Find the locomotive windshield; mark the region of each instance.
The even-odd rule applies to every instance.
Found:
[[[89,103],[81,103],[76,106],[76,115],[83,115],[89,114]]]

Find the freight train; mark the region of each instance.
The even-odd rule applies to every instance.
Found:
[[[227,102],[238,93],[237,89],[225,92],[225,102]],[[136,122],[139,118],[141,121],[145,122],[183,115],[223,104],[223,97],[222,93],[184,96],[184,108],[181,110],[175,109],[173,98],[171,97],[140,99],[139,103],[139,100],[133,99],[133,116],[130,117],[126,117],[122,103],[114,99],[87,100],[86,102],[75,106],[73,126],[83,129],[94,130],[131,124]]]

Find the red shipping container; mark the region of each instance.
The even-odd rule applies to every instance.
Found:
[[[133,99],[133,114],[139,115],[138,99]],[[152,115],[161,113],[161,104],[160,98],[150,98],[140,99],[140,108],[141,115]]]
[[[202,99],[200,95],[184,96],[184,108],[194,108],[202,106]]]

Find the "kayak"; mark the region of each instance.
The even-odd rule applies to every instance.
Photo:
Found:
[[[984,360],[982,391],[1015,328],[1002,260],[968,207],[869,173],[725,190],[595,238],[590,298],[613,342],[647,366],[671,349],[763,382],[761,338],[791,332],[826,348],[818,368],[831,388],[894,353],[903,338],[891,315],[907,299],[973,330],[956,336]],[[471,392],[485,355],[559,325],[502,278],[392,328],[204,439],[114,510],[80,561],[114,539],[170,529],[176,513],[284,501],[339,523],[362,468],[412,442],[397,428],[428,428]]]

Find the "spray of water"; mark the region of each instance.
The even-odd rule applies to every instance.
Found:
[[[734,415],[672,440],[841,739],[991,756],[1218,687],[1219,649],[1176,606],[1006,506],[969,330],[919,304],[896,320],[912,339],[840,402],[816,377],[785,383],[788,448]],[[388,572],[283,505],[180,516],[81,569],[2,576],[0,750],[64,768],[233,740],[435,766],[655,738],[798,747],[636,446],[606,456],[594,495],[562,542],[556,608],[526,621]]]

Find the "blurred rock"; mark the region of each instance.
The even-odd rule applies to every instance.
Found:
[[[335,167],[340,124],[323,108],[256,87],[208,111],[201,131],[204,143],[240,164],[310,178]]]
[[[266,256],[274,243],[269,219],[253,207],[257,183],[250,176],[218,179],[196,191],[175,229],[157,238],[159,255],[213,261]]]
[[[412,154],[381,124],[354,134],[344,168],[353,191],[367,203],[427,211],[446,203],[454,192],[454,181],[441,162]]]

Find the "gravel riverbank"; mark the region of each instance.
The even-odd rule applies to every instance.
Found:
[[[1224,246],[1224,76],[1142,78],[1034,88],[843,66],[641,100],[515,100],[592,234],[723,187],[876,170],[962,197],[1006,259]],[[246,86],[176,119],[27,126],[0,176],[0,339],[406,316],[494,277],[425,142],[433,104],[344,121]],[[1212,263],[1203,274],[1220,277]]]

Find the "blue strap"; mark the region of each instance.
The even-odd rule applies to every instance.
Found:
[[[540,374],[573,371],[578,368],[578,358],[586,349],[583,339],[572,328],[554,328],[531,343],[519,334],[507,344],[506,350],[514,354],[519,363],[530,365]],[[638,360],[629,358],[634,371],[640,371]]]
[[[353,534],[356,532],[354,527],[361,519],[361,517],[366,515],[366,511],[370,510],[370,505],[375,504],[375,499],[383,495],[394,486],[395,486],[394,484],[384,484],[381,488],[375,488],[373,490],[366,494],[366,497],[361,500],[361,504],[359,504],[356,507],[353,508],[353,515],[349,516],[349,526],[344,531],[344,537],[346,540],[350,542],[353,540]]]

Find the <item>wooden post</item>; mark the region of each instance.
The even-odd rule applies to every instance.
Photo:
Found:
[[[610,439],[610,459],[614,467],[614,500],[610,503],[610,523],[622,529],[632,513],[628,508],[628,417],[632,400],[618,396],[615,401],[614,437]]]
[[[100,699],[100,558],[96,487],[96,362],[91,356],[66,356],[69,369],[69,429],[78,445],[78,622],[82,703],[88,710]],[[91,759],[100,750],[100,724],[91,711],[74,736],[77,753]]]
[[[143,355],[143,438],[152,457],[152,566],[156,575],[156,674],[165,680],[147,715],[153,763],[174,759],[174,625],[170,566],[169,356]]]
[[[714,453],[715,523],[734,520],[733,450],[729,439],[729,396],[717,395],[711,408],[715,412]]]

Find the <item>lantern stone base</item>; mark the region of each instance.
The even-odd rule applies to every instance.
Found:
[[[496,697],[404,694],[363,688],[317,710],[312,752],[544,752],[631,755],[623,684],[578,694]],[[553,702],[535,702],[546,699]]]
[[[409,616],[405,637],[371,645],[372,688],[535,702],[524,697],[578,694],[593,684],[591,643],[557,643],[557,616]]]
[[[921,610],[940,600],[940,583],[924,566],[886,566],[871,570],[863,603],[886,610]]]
#####
Set exercise: Copy the material above, from its first line through the line holding "[[[89,103],[81,103],[76,106],[76,115],[83,115],[89,114]]]" (both ends included), and shift every coordinate in the answers by adding 117 to it.

Result of this task:
Find the locomotive windshield; mark the region of each instance.
The even-odd rule applies to every instance.
Found:
[[[206,220],[198,220],[193,223],[193,232],[200,232],[206,231]]]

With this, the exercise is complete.